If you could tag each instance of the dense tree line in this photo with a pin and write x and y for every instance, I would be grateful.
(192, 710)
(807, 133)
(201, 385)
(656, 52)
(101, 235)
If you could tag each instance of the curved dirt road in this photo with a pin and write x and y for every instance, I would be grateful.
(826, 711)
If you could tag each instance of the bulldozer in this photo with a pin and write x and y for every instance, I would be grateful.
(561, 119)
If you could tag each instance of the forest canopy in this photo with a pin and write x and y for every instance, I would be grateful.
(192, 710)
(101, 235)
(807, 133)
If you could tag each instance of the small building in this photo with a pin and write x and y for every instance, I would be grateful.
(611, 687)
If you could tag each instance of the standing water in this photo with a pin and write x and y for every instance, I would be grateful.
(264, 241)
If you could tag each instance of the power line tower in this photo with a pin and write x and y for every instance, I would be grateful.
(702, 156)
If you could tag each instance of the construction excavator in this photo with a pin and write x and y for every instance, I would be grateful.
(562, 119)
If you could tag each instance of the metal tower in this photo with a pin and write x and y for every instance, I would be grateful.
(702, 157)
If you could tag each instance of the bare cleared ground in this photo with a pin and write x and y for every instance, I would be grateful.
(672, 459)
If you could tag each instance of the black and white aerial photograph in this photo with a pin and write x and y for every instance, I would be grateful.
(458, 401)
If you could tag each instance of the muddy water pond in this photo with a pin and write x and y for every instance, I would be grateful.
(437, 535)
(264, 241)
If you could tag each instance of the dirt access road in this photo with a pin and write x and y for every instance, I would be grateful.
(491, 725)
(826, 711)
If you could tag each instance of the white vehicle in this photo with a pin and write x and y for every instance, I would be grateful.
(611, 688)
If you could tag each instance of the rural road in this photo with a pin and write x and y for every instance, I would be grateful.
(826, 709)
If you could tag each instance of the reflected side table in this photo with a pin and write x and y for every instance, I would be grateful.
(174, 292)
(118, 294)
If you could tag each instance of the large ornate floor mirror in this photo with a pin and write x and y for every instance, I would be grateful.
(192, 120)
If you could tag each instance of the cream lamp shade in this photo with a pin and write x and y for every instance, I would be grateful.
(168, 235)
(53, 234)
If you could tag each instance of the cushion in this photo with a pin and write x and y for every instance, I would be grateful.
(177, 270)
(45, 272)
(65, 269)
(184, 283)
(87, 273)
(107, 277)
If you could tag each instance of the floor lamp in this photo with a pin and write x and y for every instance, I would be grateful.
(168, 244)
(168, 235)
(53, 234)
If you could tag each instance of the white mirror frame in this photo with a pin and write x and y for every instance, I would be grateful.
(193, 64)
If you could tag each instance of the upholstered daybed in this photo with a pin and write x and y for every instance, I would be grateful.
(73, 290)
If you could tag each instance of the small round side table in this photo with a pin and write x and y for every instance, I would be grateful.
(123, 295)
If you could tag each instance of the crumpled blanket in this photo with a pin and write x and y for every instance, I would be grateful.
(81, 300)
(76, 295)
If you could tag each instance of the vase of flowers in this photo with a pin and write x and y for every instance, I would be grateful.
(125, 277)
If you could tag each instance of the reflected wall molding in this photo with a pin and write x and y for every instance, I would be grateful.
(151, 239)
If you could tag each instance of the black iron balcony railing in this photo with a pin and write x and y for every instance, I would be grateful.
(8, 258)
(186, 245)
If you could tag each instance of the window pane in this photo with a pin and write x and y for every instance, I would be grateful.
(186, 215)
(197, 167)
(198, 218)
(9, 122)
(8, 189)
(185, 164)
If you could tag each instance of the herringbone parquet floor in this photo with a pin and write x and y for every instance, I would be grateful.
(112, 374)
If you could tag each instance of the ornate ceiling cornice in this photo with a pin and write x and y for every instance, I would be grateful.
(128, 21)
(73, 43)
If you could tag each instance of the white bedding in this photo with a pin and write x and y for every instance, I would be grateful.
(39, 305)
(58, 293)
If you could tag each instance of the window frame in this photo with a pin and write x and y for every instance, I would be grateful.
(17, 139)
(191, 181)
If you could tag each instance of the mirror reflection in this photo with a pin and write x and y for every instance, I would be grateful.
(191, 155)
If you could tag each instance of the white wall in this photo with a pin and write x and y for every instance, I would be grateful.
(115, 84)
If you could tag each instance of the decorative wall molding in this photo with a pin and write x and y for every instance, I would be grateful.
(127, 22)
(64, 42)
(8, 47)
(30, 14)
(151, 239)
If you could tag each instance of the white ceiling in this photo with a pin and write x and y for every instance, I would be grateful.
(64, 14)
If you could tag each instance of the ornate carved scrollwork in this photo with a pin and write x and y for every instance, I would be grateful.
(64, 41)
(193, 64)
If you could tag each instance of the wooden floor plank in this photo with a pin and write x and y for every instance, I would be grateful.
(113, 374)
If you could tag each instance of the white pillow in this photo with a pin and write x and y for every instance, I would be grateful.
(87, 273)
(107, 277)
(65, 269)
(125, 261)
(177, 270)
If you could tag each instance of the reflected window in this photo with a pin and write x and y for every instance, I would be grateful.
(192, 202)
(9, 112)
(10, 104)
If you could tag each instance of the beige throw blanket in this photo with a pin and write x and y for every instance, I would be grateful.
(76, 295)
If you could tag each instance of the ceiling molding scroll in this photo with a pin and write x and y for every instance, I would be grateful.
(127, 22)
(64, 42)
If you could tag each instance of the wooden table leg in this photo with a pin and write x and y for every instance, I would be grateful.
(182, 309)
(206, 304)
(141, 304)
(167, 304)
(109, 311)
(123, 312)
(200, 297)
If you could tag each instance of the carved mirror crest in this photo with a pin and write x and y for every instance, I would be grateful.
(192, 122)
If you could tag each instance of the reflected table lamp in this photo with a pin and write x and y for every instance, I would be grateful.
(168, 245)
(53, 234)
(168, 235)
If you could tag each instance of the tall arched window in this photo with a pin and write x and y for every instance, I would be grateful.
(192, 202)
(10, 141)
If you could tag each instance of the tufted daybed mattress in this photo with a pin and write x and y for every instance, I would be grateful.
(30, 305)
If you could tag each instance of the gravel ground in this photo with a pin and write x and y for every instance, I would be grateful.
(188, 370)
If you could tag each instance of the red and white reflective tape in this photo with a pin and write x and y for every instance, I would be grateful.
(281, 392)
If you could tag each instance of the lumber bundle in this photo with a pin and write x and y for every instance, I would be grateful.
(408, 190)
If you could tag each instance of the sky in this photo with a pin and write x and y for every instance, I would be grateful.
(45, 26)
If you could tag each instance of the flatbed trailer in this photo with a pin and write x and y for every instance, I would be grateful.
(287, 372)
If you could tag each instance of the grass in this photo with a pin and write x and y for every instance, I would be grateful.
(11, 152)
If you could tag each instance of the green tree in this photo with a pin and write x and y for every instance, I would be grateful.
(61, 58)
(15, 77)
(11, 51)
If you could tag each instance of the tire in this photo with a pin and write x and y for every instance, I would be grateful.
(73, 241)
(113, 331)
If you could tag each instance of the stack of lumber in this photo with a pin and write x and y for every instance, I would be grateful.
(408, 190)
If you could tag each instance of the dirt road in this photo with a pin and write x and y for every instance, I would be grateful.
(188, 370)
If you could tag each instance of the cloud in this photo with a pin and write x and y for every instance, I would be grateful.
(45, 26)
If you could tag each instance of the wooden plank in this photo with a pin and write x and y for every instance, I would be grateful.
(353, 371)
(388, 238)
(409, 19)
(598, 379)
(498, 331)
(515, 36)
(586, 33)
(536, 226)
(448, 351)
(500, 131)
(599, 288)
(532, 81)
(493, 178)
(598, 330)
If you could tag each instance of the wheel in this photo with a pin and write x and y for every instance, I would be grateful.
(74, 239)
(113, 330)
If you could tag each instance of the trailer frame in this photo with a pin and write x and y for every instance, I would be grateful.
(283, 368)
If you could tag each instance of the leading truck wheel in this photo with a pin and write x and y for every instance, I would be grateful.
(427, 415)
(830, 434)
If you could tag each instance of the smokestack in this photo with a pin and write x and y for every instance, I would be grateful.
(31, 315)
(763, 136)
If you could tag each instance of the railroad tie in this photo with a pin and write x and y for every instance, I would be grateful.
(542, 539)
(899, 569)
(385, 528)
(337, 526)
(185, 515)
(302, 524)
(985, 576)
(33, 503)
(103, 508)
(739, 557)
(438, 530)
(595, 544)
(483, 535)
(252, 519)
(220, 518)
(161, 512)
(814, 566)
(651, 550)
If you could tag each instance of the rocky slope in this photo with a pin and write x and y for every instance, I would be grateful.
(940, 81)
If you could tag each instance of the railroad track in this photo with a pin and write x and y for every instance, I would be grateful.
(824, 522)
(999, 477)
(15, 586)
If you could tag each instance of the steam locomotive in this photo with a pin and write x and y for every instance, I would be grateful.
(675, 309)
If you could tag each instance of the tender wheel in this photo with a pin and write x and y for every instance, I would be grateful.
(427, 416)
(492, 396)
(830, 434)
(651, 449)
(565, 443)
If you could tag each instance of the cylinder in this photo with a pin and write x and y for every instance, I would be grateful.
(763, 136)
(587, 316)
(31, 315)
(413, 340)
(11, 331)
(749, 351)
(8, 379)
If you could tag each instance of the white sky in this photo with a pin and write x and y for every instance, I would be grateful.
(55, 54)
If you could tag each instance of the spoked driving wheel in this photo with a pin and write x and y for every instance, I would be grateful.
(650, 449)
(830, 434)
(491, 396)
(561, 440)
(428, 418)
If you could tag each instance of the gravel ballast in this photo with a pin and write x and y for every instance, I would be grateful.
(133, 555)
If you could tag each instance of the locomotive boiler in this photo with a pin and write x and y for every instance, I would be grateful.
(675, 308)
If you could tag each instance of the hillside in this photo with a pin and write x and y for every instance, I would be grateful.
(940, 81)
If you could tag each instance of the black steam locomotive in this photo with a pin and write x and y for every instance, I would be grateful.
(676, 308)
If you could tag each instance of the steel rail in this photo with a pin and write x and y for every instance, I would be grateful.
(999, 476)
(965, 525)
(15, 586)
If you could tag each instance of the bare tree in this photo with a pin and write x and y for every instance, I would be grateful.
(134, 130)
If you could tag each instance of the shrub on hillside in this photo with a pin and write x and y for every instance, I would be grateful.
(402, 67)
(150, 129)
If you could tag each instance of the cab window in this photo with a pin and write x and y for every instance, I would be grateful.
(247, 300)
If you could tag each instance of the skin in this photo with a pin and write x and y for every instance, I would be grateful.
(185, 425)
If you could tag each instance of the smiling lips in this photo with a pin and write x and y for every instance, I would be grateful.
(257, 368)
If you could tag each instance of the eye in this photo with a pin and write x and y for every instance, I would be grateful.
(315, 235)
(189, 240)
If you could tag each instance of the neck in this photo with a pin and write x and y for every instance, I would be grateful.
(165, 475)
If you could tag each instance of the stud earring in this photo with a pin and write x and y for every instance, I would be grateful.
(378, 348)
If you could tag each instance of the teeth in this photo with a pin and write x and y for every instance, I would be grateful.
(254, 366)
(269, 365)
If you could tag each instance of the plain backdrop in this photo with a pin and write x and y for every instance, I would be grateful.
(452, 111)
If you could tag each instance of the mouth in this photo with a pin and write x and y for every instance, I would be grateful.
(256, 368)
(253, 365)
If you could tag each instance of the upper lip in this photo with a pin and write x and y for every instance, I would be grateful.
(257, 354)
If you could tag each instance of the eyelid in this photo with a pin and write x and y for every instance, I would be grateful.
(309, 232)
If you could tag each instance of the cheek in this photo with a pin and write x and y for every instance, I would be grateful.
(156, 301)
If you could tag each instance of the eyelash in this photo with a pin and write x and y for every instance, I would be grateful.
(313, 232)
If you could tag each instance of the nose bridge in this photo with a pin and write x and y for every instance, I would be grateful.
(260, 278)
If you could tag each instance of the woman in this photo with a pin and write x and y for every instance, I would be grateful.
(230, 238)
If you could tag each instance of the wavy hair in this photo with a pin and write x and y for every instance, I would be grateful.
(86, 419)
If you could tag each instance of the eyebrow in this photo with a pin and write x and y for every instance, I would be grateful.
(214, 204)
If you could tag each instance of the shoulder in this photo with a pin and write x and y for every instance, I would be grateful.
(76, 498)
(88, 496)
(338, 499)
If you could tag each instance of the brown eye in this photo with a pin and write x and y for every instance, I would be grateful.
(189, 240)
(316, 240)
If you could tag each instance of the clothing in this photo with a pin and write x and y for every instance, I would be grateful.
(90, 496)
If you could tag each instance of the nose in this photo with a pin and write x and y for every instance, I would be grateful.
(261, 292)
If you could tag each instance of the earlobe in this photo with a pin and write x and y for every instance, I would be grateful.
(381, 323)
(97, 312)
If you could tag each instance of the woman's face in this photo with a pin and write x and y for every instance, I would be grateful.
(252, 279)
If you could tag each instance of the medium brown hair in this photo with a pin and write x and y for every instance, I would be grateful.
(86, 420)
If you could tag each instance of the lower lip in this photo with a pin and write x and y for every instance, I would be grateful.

::::::::::

» **EXERCISE**
Exactly reproduce the lines from the one containing "If you could tag each instance of the clothing" through the end of the records, and only those lines.

» **THE SOLUTION**
If you could tag each instance of the clothing in this photo with a pin and write x and y for every instance, I would be grateful.
(90, 496)
If you could tag each instance of the nose in this photo with a pin and write x and y for every instance, I would be grateful.
(261, 292)
If you could tag each instance of the earlobe in this photo with a pin and write x and y for every instance, I would be grateful.
(381, 323)
(97, 312)
If you could tag each instance of the woman's face in this photo with a pin and write x and y for every instance, I would be grateful.
(252, 279)
If you could tag each instance of the medium brown hair in this photo with a pin and write x and y for every instance, I would be grateful.
(86, 420)
If you could tag each instance of the lower lip in this photo with a pin and write x and y for every instance, I would be grateful.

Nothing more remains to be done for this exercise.